Em comunicado, a Rede Médica pelo Direito de Decidir (Global Doctors for Choice/Brasil), vinculada a grupo internacional de médicos em mais de 25 países, classificou a norma do CFM como “ultrajante”.
“A resolução deixa claro que o CFM tem sido utilizado como ferramenta ideológica que, à revelia das evidências científicas, busca criminalizar tanto as meninas e mulheres que necessitam de um aborto induzido como os profissionais da medicina que cumprem seus deveres legais e profissionais ao assisti-las”, diz trecho do documento.
Como o Código Penal não impõe limite de tempo ao aborto legal, a rede médica entende que qualquer limitação que o CFM queira impor à realização do procedimento deva ser interpretada como ilegal.
Segundo a rede médica, crianças e mulheres mais jovens e vulneráveis são as que mais necessitam de cuidados em aborto depois de 20 semanas e que, agora, “serão impedidas de acessar esse direito de saúde pela resolução”.
Muitas vezes, diz o documento, as crianças e mulheres chegam aos serviços de saúde para um aborto legal após as 20 semanas de gravidez por enfrentarem “atrasos logísticos e recusas de cuidado antiéticas e propositais que visam postergar o procedimento”.
Em entrevista a jornalistas concedida pelo CFM nesta quinta, o ginecologista e obstetra Raphael Câmara Parente, relator da resolução, negou que a norma seja inconstitucional ou que vá prejudicar meninas e mulheres mais vulneráveis que não têm acesso ao aborto legal antes das 22 semanas. “Qualquer maternidade do Brasil pode fazer aborto de primeiro trimestre”, disse.
Questionado pela Folha de S.Paulo sobre a razão de o CFM proibir um procedimento recomendado pela OMS, Parente respondeu que tanto a organização quanto a Folha de S.Paulo têm conflitos de interesse em relação ao aborto.
“A OMS é assumidamente, assim como a Folha é, a favor da descriminalização do aborto em qualquer circunstância e em qualquer idade gestacional. A OMS tem lado nessa história, é a favor da liberação do aborto, de matar bebê em qualquer idade gestacional.”
Não é verdade que a Folha de S.Paulo defenda o direito ao aborto em qualquer idade gestacional.
No editorial Legalizar drogas leves, aborto e eutanásia, publicado em 23 de março, a Folha de S.Paulo afirma: “Seguir o que democracias avançadas preconizam seria proveitoso para o Brasil também no caso do aborto por opção. Fixar um período máximo, nas semanas iniciais da gravidez, em que o procedimento é permitido e pode ser realizado no sistema público de saúde equilibra o direito da mulher sobre o seu corpo com o do nascituro”.

#####

→ **O que fazer**
A: Traduza para o inglês esta frase do texto sobre a resolução do CFM: "Não é verdade que a Folha de S.Paulo defenda o direito ao aborto em qualquer idade gestacional."
B: Liste tudo o que, segundo o título do editorial da Folha de S.Paulo mencionado no texto sobre a resolução do CFM, deveria ser legalizado.
C: Prossiga o texto sobre a resolução do CFM a partir do ponto em que ele termina.
Os dados não têm relação com o texto sobre a resolução do CFM.

#####

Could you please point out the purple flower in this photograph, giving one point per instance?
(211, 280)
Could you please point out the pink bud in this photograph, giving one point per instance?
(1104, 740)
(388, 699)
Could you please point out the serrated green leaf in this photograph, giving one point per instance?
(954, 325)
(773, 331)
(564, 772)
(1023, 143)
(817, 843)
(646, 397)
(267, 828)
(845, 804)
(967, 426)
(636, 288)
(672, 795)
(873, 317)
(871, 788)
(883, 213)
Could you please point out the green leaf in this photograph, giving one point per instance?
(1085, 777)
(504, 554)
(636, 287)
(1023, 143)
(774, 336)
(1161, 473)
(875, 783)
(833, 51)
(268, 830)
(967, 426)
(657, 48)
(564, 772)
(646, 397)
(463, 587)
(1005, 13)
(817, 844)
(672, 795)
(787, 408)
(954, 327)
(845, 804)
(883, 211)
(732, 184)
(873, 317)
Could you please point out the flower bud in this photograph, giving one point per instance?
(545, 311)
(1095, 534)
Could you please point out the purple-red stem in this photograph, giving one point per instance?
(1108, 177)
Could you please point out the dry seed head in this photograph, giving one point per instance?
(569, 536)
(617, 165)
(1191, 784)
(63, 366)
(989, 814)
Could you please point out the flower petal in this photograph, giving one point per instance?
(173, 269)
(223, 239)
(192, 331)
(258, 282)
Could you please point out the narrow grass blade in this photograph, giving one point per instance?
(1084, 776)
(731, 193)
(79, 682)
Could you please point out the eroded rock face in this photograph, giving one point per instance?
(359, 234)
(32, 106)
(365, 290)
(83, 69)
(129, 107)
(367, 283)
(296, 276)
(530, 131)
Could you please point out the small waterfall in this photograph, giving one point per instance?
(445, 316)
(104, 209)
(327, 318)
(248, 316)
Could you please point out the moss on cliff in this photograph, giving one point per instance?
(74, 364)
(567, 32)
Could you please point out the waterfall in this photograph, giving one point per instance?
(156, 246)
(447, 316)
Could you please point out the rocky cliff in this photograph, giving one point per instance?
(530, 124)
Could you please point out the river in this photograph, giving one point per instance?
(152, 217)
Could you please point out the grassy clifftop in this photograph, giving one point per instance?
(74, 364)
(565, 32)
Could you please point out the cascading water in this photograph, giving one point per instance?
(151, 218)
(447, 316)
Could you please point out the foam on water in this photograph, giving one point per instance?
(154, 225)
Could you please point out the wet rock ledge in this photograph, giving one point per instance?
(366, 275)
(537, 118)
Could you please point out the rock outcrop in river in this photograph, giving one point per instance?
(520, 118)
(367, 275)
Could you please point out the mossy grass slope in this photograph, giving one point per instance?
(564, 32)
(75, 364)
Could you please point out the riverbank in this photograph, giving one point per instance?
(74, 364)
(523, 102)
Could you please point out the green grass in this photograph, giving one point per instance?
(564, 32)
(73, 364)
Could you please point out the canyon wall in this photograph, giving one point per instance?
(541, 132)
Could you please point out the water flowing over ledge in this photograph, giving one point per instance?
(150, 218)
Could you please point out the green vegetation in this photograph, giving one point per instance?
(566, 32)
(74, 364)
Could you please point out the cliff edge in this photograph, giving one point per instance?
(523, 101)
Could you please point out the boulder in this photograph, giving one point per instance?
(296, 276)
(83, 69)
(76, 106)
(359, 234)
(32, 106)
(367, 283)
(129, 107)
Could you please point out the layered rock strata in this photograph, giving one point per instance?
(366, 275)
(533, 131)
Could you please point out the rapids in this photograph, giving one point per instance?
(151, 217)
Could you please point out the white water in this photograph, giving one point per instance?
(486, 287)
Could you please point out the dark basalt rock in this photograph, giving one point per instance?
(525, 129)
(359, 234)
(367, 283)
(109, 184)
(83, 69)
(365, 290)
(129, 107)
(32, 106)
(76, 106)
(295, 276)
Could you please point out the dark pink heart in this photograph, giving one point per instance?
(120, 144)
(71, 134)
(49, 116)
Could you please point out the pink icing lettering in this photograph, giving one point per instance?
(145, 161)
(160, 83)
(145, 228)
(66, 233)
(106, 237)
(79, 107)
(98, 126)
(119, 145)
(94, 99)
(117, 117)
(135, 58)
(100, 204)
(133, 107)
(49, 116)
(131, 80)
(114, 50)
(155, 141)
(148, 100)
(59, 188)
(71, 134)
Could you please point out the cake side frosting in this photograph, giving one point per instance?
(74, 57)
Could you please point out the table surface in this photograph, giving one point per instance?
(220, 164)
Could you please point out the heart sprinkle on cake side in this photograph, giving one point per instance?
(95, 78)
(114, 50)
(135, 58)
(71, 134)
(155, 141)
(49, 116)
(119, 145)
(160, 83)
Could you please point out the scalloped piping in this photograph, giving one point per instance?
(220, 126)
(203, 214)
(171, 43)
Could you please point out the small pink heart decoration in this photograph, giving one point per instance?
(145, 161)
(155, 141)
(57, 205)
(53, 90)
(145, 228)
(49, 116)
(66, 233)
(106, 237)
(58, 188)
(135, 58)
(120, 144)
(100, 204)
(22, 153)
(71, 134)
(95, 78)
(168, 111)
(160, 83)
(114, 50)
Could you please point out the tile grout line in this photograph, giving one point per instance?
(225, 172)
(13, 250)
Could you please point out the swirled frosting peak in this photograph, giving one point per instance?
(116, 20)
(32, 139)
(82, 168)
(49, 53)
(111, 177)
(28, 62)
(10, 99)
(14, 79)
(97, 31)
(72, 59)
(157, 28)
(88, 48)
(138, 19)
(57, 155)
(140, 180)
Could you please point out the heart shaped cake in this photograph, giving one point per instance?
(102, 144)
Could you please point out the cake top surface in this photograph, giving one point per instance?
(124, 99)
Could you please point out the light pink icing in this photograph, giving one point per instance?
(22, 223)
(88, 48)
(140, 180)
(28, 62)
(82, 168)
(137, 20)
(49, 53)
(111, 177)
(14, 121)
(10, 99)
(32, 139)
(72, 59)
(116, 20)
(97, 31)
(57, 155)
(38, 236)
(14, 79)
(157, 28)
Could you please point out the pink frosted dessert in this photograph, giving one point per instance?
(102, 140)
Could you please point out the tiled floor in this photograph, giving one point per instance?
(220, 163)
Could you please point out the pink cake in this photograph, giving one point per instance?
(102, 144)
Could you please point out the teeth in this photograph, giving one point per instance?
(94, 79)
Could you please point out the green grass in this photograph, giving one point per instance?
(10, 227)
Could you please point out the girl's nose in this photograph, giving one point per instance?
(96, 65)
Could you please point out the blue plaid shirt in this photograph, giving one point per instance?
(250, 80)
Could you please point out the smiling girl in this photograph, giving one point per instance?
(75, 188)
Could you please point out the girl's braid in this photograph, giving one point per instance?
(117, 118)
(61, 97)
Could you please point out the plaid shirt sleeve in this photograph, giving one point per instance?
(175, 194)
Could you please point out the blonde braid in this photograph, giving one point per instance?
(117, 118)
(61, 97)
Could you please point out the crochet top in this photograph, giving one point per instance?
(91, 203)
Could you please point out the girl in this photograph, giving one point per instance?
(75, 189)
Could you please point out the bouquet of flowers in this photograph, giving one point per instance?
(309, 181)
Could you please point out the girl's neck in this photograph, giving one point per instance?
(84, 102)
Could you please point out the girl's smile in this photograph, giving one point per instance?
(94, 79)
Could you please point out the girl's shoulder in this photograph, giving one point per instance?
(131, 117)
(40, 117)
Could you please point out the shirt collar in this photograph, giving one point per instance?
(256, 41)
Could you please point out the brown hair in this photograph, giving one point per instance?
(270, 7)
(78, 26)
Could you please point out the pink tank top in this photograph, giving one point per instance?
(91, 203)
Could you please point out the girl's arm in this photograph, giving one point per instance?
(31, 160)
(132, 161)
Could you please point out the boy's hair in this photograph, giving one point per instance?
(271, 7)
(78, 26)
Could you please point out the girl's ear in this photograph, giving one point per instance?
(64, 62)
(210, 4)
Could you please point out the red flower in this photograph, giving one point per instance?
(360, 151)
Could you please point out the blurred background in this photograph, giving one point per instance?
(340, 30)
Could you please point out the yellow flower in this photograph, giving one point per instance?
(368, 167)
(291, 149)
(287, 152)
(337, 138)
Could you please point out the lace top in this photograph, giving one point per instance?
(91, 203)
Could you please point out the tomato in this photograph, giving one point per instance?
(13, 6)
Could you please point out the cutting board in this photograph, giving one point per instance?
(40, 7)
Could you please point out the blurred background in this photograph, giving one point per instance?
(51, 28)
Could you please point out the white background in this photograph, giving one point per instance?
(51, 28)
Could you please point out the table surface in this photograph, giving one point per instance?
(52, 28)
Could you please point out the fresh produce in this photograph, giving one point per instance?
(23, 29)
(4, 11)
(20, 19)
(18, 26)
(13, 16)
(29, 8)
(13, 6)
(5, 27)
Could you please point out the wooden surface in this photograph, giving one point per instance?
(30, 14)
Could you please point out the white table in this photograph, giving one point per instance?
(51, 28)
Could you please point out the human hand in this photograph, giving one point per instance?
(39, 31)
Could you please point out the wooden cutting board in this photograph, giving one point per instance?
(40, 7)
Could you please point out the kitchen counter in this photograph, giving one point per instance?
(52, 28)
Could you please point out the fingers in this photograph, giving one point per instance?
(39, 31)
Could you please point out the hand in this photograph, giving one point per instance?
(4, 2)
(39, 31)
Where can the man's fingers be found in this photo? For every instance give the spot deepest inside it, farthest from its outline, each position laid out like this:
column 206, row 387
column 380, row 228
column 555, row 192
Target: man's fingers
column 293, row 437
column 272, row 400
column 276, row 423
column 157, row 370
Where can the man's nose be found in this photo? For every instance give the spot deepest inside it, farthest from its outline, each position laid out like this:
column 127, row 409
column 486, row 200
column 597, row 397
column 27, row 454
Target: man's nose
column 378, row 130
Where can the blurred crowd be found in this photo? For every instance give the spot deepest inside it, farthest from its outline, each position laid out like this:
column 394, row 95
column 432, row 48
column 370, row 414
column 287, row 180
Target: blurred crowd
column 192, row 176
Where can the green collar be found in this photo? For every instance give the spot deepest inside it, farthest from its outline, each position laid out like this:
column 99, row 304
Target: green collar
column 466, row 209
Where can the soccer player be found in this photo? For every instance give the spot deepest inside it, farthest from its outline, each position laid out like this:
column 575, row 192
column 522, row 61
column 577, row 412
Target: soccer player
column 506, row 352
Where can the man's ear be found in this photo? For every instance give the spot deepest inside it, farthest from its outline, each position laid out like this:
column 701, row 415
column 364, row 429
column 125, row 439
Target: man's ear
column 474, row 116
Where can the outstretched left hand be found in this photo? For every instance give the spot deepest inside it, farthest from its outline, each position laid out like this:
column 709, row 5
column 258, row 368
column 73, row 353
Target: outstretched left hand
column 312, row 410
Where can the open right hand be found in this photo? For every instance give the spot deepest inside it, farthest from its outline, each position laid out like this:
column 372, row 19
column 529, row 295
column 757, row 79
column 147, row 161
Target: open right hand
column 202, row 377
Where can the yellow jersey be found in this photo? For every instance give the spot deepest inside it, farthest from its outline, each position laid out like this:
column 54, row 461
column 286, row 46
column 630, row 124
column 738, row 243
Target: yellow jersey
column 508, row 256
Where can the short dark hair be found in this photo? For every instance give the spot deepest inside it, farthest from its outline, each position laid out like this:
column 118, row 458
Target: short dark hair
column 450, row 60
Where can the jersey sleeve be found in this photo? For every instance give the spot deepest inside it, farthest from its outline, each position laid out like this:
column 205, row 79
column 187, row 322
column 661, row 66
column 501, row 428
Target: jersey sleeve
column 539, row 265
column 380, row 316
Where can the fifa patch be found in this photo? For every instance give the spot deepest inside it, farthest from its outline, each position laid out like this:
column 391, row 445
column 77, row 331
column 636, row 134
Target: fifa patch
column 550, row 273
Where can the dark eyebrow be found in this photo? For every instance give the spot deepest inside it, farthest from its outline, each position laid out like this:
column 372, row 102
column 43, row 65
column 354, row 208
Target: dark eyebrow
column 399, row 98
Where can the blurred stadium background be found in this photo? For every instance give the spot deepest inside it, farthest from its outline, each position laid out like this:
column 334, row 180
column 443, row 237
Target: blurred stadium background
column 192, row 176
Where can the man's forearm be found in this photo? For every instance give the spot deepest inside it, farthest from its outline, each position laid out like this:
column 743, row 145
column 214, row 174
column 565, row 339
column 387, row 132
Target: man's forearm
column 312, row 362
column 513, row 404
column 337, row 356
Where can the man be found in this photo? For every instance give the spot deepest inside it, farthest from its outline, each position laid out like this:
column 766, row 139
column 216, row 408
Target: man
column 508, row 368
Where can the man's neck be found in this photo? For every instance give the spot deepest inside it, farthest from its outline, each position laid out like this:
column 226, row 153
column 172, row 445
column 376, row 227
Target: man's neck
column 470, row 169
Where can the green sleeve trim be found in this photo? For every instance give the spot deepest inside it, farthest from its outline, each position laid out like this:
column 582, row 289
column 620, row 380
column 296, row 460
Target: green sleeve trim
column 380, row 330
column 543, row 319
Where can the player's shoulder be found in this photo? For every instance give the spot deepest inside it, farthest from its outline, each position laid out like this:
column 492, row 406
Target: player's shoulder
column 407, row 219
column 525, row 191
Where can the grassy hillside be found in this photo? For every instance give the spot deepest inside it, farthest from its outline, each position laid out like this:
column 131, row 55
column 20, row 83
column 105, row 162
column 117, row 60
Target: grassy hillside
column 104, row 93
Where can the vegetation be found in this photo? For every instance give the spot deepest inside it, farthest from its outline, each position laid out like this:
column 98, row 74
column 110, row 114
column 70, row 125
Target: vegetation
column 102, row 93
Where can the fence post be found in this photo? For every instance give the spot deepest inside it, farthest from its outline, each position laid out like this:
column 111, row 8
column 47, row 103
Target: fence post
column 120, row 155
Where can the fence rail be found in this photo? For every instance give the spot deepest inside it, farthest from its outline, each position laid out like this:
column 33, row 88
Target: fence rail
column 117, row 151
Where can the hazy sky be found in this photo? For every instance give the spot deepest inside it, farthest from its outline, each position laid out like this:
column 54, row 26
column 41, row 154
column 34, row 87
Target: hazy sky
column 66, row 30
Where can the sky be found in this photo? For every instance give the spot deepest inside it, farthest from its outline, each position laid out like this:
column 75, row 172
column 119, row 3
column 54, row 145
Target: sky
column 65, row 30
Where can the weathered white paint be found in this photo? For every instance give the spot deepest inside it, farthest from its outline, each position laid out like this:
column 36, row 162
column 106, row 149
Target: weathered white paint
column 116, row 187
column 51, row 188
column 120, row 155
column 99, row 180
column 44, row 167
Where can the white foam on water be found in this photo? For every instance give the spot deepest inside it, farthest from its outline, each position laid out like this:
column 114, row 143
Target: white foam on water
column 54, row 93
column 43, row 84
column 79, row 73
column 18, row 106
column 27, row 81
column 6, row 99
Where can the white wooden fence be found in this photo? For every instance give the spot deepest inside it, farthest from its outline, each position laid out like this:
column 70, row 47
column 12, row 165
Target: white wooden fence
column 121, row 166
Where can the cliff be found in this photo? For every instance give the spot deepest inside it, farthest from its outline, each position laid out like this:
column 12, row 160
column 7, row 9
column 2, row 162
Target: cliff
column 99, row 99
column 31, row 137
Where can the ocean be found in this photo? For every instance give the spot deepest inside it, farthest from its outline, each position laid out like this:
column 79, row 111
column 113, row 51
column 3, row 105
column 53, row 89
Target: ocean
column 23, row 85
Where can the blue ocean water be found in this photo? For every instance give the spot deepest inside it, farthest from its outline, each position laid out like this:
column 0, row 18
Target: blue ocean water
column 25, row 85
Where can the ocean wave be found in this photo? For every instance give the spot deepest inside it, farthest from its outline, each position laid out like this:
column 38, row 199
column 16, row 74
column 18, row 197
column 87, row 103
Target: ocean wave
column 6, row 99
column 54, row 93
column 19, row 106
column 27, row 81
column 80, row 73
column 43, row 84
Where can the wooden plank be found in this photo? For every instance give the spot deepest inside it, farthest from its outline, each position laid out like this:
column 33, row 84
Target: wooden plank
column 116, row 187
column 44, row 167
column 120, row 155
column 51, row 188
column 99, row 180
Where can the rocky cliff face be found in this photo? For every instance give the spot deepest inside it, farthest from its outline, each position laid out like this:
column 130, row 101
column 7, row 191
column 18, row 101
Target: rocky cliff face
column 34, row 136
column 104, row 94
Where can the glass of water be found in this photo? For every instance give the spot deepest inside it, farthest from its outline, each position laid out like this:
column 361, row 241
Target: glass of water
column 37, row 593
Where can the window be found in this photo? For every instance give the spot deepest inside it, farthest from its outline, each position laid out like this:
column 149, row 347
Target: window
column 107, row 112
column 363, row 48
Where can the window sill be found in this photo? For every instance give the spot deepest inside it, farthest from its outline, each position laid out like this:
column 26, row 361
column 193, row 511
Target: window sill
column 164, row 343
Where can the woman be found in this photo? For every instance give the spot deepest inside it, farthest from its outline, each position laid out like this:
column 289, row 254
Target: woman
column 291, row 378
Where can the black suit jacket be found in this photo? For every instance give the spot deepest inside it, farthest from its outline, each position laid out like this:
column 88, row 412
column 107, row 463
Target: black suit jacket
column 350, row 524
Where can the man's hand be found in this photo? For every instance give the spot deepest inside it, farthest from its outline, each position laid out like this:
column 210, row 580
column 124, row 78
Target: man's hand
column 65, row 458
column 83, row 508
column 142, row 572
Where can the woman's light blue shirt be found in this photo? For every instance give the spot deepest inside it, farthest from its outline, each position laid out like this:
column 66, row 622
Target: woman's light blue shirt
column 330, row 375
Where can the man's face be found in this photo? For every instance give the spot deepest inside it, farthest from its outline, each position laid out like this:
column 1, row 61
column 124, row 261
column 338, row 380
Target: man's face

#####

→ **Lista de respostas**
A: It is not true that Folha de S.Paulo supports the right to abortion at any gestational age.

B: Drogas leves; aborto; eutanásia.

C:
A decisão do CFM ocorre pouco mais de um mês após o Ministério da Saúde suspender nota técnica que estabelecia que não deveria haver limite temporal para a interrupção da gravidez nos casos previstos em lei – o Código Penal não estabelece limite de tempo. O recuo se deu após pressões de bolsonaristas.
O documento desautorizava um manual anterior publicado na gestão Jair Bolsonaro (2019 – 2022) que estabelecia que, a partir das 22 semanas, havia viabilidade fetal e, por isso, o recomendado não era realizar o aborto, mas, sim, a indução do parto e eventual encaminhamento do bebê para adoção.
Esse manual foi elaborado por Raphael Câmara Parente, então secretário de Atenção Primária do Ministério da Saúde, agora relator da resolução aprovada pelo CFM.
Na entrevista desta quinta, Parente negou que a aprovação da resolução neste momento tenha relação com a nota técnica do ministério do mês passado.
“Eu entrei como relator dessa resolução há anos, não tem nenhuma relação com a nota técnica. Só que existe um trâmite, até por ser um tema polêmico, temos que ouvir o contraditório”, disse.
Para Henderson Fürst, presidente da Comissão Especial de Bioética e Biodireito da OAB (Ordem dos Advogados do Brasil), o recuo do ministério abriu brecha para atual resolução do CFM. “Agora temos uma restrição certa em relação ao aborto legal”, diz.
Segundo ele, as vítimas de estupro que tenham passado da idade gestacional de 22 semanas e queiram ter acesso à interrupção vão precisar procurar apoio judicial, por exemplo, um pedido de habeas corpus ou de alvará judicial.